## [Activity]
All entries below must be given again word for word.

## [Data entries]
● ● ● ●

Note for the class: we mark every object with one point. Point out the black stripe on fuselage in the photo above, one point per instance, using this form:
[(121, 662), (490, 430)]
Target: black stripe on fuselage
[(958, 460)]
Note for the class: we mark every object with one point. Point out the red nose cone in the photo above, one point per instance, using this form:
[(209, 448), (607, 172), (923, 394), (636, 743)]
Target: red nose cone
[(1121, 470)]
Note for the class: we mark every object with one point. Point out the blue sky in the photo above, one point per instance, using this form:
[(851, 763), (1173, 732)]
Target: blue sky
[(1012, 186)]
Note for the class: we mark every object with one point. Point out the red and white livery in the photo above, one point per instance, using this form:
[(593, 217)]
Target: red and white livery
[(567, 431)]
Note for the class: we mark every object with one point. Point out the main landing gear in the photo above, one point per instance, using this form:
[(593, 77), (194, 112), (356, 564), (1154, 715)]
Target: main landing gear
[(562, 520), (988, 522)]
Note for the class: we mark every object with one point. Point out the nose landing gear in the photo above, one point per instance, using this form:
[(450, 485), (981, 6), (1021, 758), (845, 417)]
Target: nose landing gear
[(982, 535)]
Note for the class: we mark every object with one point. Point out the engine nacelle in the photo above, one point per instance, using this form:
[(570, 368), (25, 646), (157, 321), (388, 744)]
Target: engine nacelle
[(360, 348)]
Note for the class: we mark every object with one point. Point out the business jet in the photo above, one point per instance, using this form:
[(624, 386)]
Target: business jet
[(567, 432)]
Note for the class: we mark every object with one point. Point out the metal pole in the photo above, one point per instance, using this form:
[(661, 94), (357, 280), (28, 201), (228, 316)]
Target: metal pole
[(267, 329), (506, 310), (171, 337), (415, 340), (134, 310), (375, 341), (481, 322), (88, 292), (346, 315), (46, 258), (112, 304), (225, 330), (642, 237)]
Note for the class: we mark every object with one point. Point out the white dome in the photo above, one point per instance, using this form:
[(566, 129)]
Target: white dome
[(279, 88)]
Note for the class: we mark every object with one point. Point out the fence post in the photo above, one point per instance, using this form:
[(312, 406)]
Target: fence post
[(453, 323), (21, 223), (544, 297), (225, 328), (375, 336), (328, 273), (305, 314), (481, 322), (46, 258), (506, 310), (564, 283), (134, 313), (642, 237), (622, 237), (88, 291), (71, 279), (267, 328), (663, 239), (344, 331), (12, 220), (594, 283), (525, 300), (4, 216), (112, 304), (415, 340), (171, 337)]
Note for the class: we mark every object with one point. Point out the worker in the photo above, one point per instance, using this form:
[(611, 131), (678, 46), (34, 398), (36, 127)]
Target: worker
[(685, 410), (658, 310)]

● ● ● ●

## [Task output]
Note for the class: we mark every object with one point. Point out the black stripe on fuselage in the photo above, one point per instance, using this form:
[(121, 662), (490, 430)]
Target: black stripe on fuselage
[(958, 460)]
Note for the class: we mark every object with one point. Point out the red nose cone in the photo above, one point per instance, using this form:
[(209, 448), (607, 172), (923, 394), (636, 743)]
Target: red nose cone
[(1121, 470)]
Note for the class: we mark every object with one point. Point out the blue sky in the photo above, one point per instance, using this form:
[(851, 763), (1173, 732)]
Target: blue sky
[(1012, 186)]
Note for the class: we mark every object with one point. Point out the red and white livery in the photo above, one point per instance, using this form:
[(593, 217)]
Target: red and white livery
[(567, 431)]
Note for the class: we mark every object with one point. Point out the main landing gear in the photo above, one point per instance, using this form:
[(593, 77), (194, 112), (356, 564), (1154, 715)]
Target: main landing gear
[(562, 520), (988, 522)]
Note for the class: we mark every object with one point. Point out the nose landing gear in the photo above, one point per instance, using this form:
[(450, 485), (981, 6), (1021, 758), (845, 417)]
Target: nose landing gear
[(982, 535)]
Note for the class: we mark every object with one point. Point out the engine nacelle in the photo above, one point per instance, using this form:
[(570, 368), (25, 646), (157, 321), (388, 744)]
Target: engine nacelle
[(360, 348)]
Note for the class: we mark every object with one point. Point out the business jet in the photo above, one point per instance, using this form:
[(624, 386)]
Target: business jet
[(567, 432)]
Note for the class: we mark every object with one point. Point out the metal pole in the photo above, one point per instance, using this form:
[(661, 94), (357, 280), (28, 201), (228, 316)]
Target: metal pole
[(267, 329), (506, 310), (171, 337), (415, 340), (134, 310), (375, 341), (481, 322), (88, 292), (346, 315), (46, 258), (112, 304), (225, 330), (642, 237)]
Note for the class: we mark every object with one point. Point out the white dome in the photo above, one point per instance, using this form:
[(566, 129)]
Target: white dome
[(279, 88)]
Note for the class: we mark every object with one point. Point out the fence post in the photo above, one point per instance, using this form:
[(312, 406)]
Target: fence post
[(453, 323), (21, 223), (544, 297), (225, 328), (375, 336), (328, 273), (305, 314), (481, 322), (46, 258), (506, 310), (564, 283), (134, 313), (642, 237), (622, 237), (88, 291), (71, 279), (267, 328), (663, 239), (344, 331), (12, 220), (594, 283), (525, 300), (4, 216), (112, 304), (415, 340), (171, 337)]
Note for the class: we mark every object with one point. Point out the worker in the photo above, one point per instance, using this form:
[(611, 131), (678, 46), (34, 398), (36, 127)]
Target: worker
[(685, 410), (658, 310)]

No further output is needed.